## Text block
--------

Three House Democrats broke with Minority Leader Hakeem Jeffries (D-NY) on Friday, handing Speaker Mike Johnson (R-LA) a key win on a short-term plan to reopen the Department of Homeland Security amid a weeks-long shutdown fight over immigration enforcement.
Reps. Henry Cuellar (D-TX), Don Davis (D-NC), and Marie Gluesenkamp Perez (D-WA) voted with 209 House Republicans and independent Rep. Kevin Kiley (CA) for a 60-day funding patch that would fully reopen DHS, including Immigration and Customs Enforcement and Border Patrol, which Democrats have sought to restrict.
The vote shifts pressure back to the Senate, which left Washington for a two-week recess after passing a bipartisan funding deal that excludes ICE and Border Patrol.
“I believe ICE reform is necessary. I voted for this bill because I believe that it’s wrong not to pay people for their work. It’s also foolish not to pay people for their work because you think it’s going to get you unattainable goals,” Gluesenkamp Perez said in a post on X. “The president has agreed to several reforms to ICE—including mandatory body cameras, ID numbers, ending enforcement at hospitals and schools, and other reforms—but only in exchange for full 2026 funding of ICE.”
The defections came in direct opposition to Hakeem Jeffries, who has publicly endorsed the Senate deal as a victory for Democrats.
“There’s a bipartisan bill, that if brought to the floor today, can end the 42-day Trump-Republican shutdown of the Department of Homeland Security,” Jeffries said. “Republicans have concluded that they would rather continue to force TSA agents to work without pay, inconvenience millions of Americans all across the country and create chaos at airports.”

--------

## Records supplied
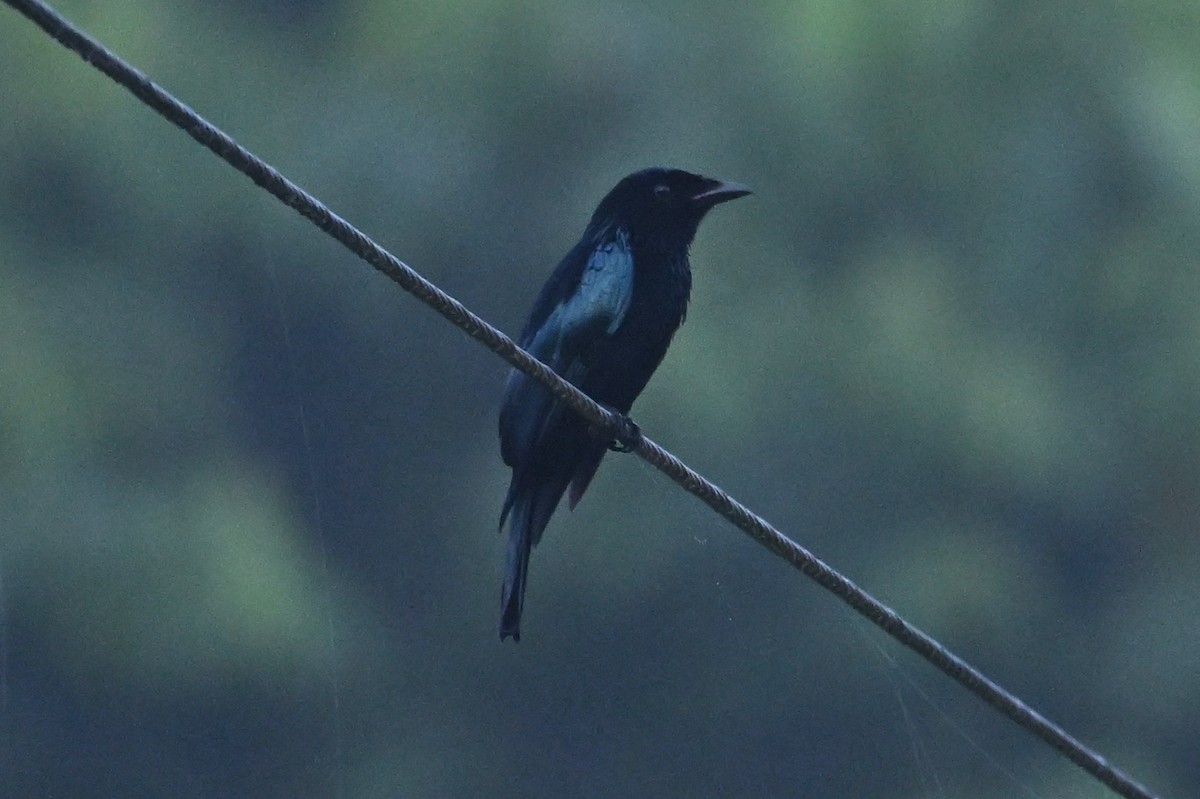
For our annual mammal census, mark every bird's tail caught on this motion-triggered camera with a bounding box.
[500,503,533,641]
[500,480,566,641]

--------

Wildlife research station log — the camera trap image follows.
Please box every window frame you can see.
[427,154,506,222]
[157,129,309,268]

--------

## Task list
1. In the article on the House vote to reopen Homeland Security, how many days would the funding patch cover?
2. Do these statements agree with the article on the House vote to reopen Homeland Security? (a) The Senate left Washington for a two-week recess. (b) Jeffries opposed the Senate deal. (c) Kevin Kiley is a Republican. Answer yes or no for each, and quote the deciding words of the article.
3. Carry on the article about the House vote to reopen Homeland Security from the point where it stops.

## Per-task outputs
1. 60 days.

2.
(a) Yes: "left Washington for a two-week recess"
(b) No: "has publicly endorsed the Senate deal as a victory for Democrats"
(c) No: "independent Rep. Kevin Kiley (CA)"

3.
Gluesenkamp Perez framed the vote as a pragmatic step to reopen DHS while still pushing for changes to immigration enforcement.
“The president has agreed to several reforms to ICE—including mandatory body cameras, ID numbers, ending enforcement at hospitals and schools, and other reforms—but only in exchange for full 2026 funding of ICE,” she said on X. “Walking away from DHS funding will not fix anything about ICE and it screws a lot of hard-working people. Ideological purity that empowers a broken system and hurts working people is not what I was sent to Congress to be part of.”
The Senate’s deal was designed to overcome a month-long impasse with Democrats over immigration agencies’ deportation policies, with Democrats demanding strict reforms and restrictions on ICE in exchange for funding. The Senate bill does not include ICE reforms, but House Democrats were prepared to vote for the deal since funding for deportations would continue to be stalled.
“Given the staunch opposition from Senate Democrats, the clearest path to ending this harmful shutdown is for the House to adopt what the Senate just overwhelmingly approved,” a Senate GOP aide told the Washington Examiner.
Yet, the Senate deal was a non-starter for House Republicans.
HOUSE PASSES EIGHT-WEEK DHS DEAL TO PUNT SHUTDOWN BACK TO SENATE
“The Republicans are not going to be any part of any effort to reopen our borders or to stop immigration enforcement,” said Johnson. “We are going to deport dangerous criminal illegal aliens because it is a basic function of the government. The Democrats fundamentally disagree.”
Johnson opted instead to bring the 60-day DHS funding bill to the floor, setting up a renewed standoff with the Senate when lawmakers return from recess.